Location identification items
--- BEGIN ---

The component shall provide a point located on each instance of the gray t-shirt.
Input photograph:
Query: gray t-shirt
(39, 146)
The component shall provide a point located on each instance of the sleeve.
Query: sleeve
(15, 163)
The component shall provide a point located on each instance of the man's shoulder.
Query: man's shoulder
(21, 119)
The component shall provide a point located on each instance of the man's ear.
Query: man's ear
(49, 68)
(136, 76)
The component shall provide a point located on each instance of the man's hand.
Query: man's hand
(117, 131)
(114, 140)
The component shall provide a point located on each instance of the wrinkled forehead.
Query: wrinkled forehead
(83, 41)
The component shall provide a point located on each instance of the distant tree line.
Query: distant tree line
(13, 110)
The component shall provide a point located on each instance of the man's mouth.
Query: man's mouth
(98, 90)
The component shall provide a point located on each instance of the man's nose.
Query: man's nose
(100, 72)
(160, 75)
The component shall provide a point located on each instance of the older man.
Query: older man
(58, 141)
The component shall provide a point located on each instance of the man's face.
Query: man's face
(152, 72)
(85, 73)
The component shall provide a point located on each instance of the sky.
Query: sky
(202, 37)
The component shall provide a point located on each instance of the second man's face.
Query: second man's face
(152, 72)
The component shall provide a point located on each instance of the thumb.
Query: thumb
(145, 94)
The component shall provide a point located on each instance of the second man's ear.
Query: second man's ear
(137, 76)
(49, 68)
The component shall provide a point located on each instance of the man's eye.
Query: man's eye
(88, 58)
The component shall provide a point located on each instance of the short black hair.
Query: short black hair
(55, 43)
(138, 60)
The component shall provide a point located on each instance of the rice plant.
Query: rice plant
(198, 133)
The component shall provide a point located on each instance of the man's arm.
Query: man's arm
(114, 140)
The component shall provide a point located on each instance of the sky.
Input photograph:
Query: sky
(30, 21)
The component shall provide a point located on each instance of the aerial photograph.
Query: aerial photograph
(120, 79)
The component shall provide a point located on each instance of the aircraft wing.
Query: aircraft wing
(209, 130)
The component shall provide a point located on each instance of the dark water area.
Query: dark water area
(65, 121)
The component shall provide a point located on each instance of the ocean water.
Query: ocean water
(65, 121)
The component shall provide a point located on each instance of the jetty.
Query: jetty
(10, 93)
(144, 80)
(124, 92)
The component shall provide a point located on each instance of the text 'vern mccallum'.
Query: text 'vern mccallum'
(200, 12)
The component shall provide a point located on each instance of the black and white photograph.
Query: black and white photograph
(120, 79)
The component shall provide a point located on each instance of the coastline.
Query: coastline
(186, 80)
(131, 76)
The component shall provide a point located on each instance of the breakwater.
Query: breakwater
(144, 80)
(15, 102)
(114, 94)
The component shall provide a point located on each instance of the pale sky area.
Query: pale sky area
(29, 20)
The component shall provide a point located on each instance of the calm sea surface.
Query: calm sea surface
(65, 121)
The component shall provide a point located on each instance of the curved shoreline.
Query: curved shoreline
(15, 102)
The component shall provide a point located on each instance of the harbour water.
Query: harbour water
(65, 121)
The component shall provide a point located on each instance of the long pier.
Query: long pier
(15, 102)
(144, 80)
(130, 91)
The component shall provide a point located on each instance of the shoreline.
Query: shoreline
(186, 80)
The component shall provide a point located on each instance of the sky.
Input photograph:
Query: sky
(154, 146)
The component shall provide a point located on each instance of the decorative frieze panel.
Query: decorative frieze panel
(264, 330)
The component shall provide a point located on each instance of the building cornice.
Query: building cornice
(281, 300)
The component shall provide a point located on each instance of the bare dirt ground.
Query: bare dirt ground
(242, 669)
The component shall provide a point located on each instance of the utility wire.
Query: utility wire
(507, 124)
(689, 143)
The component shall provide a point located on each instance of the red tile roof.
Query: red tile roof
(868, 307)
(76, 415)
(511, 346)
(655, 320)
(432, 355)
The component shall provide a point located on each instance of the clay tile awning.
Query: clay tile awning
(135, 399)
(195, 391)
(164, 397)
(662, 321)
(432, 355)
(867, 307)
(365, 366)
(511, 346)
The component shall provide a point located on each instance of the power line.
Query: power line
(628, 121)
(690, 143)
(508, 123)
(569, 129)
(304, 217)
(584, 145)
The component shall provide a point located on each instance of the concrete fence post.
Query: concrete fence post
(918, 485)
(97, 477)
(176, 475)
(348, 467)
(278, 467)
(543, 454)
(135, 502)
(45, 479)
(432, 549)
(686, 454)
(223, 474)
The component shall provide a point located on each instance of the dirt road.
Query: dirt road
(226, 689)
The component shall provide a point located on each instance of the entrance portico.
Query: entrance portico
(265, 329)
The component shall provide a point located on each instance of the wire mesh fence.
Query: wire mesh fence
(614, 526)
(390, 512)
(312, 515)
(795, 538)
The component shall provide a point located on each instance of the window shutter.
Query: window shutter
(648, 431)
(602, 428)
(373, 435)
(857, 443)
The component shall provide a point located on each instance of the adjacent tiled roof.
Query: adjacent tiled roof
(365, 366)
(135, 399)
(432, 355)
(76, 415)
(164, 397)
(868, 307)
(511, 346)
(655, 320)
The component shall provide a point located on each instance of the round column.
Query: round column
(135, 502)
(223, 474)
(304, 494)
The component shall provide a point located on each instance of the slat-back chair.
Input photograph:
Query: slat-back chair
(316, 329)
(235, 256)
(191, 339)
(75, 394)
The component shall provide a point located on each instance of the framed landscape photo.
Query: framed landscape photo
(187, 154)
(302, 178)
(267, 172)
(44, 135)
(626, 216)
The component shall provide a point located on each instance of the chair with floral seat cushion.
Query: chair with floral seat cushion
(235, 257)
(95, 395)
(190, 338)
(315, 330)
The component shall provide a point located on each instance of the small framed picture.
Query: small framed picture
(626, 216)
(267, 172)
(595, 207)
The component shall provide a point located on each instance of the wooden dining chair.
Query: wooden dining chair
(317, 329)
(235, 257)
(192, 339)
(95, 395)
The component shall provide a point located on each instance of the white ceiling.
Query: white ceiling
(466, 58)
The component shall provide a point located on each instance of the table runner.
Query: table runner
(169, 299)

--- END ---

■ REQUEST
Return every line of the data above without any changes.

■ ANSWER TO THE PROBLEM
The component shall provide a point located on each instance of the gray t-shirt.
Input photograph:
Query: gray t-shirt
(39, 146)
The component shall provide a point located on each instance of the sleeve.
Query: sleeve
(15, 163)
The component shall provide a point located on each instance of the man's shoulder.
Query: man's shoulder
(21, 119)
The component shall provide a point located on each instance of the man's ear.
Query: man's ear
(49, 68)
(136, 76)
The component shall provide a point located on each instance of the man's hand.
Query: man's hand
(117, 131)
(114, 140)
The component shall provide a point located on each instance of the wrinkled forehead.
Query: wrinkled forehead
(83, 41)
The component shall provide a point located on each instance of the distant tree line.
Query: distant tree line
(13, 110)
The component shall provide a point located on each instance of the man's mouth.
Query: man's mouth
(98, 90)
The component shall provide a point located on each instance of the man's nose.
Query: man's nose
(100, 72)
(160, 75)
The component shall provide a point located on each instance of the older man.
Query: older man
(58, 141)
The component shall provide a point located on each instance of the man's face.
Query: man's face
(152, 72)
(85, 73)
The component shall provide a point located on each instance of the sky.
Query: sky
(202, 37)
The component shall provide a point located on each instance of the second man's face.
Query: second man's face
(152, 72)
The component shall provide a point located on each instance of the thumb.
Query: thumb
(145, 94)
The component shall provide a point located on each instance of the second man's ear.
Query: second man's ear
(137, 76)
(49, 68)
The component shall provide a point located on each instance of the man's eye.
Query: man's eye
(88, 58)
The component shall provide a point located on each instance of the short black hair.
Query: short black hair
(55, 43)
(138, 60)
The component shall provide a point located on each instance of the rice plant.
Query: rice plant
(198, 133)
The component shall provide a point located on each instance of the man's arm.
Query: man's arm
(114, 140)
The component shall provide a point located on each instance of the sky.
Input photograph:
Query: sky
(30, 21)
The component shall provide a point located on each instance of the aerial photograph.
Query: aerial photograph
(120, 79)
The component shall provide a point located on each instance of the aircraft wing.
Query: aircraft wing
(209, 130)
The component shall provide a point located on each instance of the dark water area.
Query: dark water area
(65, 121)
The component shall provide a point located on each instance of the ocean water.
Query: ocean water
(65, 121)
The component shall provide a point located on each instance of the jetty.
Query: jetty
(10, 93)
(144, 80)
(124, 92)
The component shall provide a point located on each instance of the text 'vern mccallum'.
Query: text 'vern mccallum'
(200, 12)
The component shall provide a point located on each instance of the black and white photograph.
Query: black and white photograph
(120, 79)
The component shall provide a point located on each instance of the coastline.
Query: coastline
(186, 80)
(131, 76)
The component shall provide a point located on each instance of the breakwater.
Query: breakwater
(144, 80)
(15, 102)
(114, 94)
The component shall provide a point located on each instance of the pale sky area.
Query: pale sky area
(29, 20)
The component shall provide a point located on each instance of the calm sea surface.
Query: calm sea surface
(65, 121)
The component shall provide a point located on each instance of the curved shoreline.
Query: curved shoreline
(15, 102)
The component shall provide a point located on each instance of the harbour water.
Query: harbour water
(65, 121)
The component shall provide a point located on each instance of the long pier.
Query: long pier
(15, 102)
(144, 80)
(130, 91)
The component shall provide a point located on each instance of the shoreline.
Query: shoreline
(186, 80)
The component shall provide a point located on each instance of the sky.
Input photograph:
Query: sky
(154, 146)
The component shall provide a point located on each instance of the decorative frieze panel.
Query: decorative frieze panel
(264, 330)
The component shall provide a point located on each instance of the building cornice.
Query: building cornice
(281, 300)
The component shall provide a point located on each instance of the bare dirt ground.
Query: bare dirt ground
(242, 669)
The component shall provide a point located on each instance of the utility wire.
Query: utility wire
(507, 124)
(689, 143)
The component shall provide a point located on each instance of the red tile roof.
Query: red tile roof
(868, 307)
(76, 415)
(511, 346)
(655, 320)
(432, 355)
The component shall provide a point located on each instance of the clay tile awning.
Query: clay tile awning
(135, 399)
(195, 391)
(164, 397)
(662, 321)
(432, 355)
(867, 307)
(365, 366)
(511, 346)
The component shall provide a point located on each instance of the power line.
Query: power line
(628, 121)
(690, 143)
(508, 123)
(569, 129)
(304, 217)
(584, 145)
The component shall provide a point located on each instance of the concrete fence post.
Query: concrete fence post
(918, 485)
(97, 477)
(176, 475)
(348, 467)
(278, 467)
(543, 454)
(135, 502)
(45, 479)
(432, 549)
(686, 454)
(223, 474)
The component shall provide a point located on each instance of the dirt road.
Query: dirt road
(226, 689)
The component shall provide a point located on each instance of the entrance portico.
Query: entrance portico
(265, 329)
The component shall provide a point located on each instance of the wire mesh fence.
Query: wire mesh fence
(614, 526)
(390, 512)
(312, 515)
(795, 538)
The component shall provide a point located on each instance of the window shutter.
Query: window shutter
(648, 431)
(602, 428)
(373, 435)
(857, 443)
The component shall provide a point located on each instance of the adjacent tiled roof.
Query: adjacent tiled roof
(365, 366)
(135, 399)
(432, 355)
(76, 415)
(164, 397)
(868, 307)
(511, 346)
(655, 320)
The component shall provide a point located on each instance of the round column.
Query: round column
(135, 502)
(223, 474)
(304, 494)
The component shall provide a point located on each instance of the slat-back chair.
Input photograph:
Query: slat-back chair
(316, 329)
(235, 256)
(191, 339)
(75, 394)
The component shall provide a point located on each instance of the framed landscape photo.
Query: framed landscape photo
(187, 154)
(302, 178)
(267, 172)
(44, 135)
(626, 216)
The component shall provide a point located on each instance of the chair with floral seat cushion.
Query: chair with floral seat cushion
(235, 257)
(95, 395)
(190, 338)
(315, 330)
The component shall provide a point located on each instance of the small framed picture.
Query: small framed picture
(626, 216)
(267, 172)
(595, 207)
The component shall provide a point located on each instance of the wooden dining chair.
Query: wooden dining chair
(317, 329)
(235, 257)
(192, 339)
(95, 395)
The component shall provide a point located on each instance of the white ceiling.
Query: white ceiling
(466, 58)
The component shall provide a point located on each instance of the table runner.
Query: table runner
(169, 299)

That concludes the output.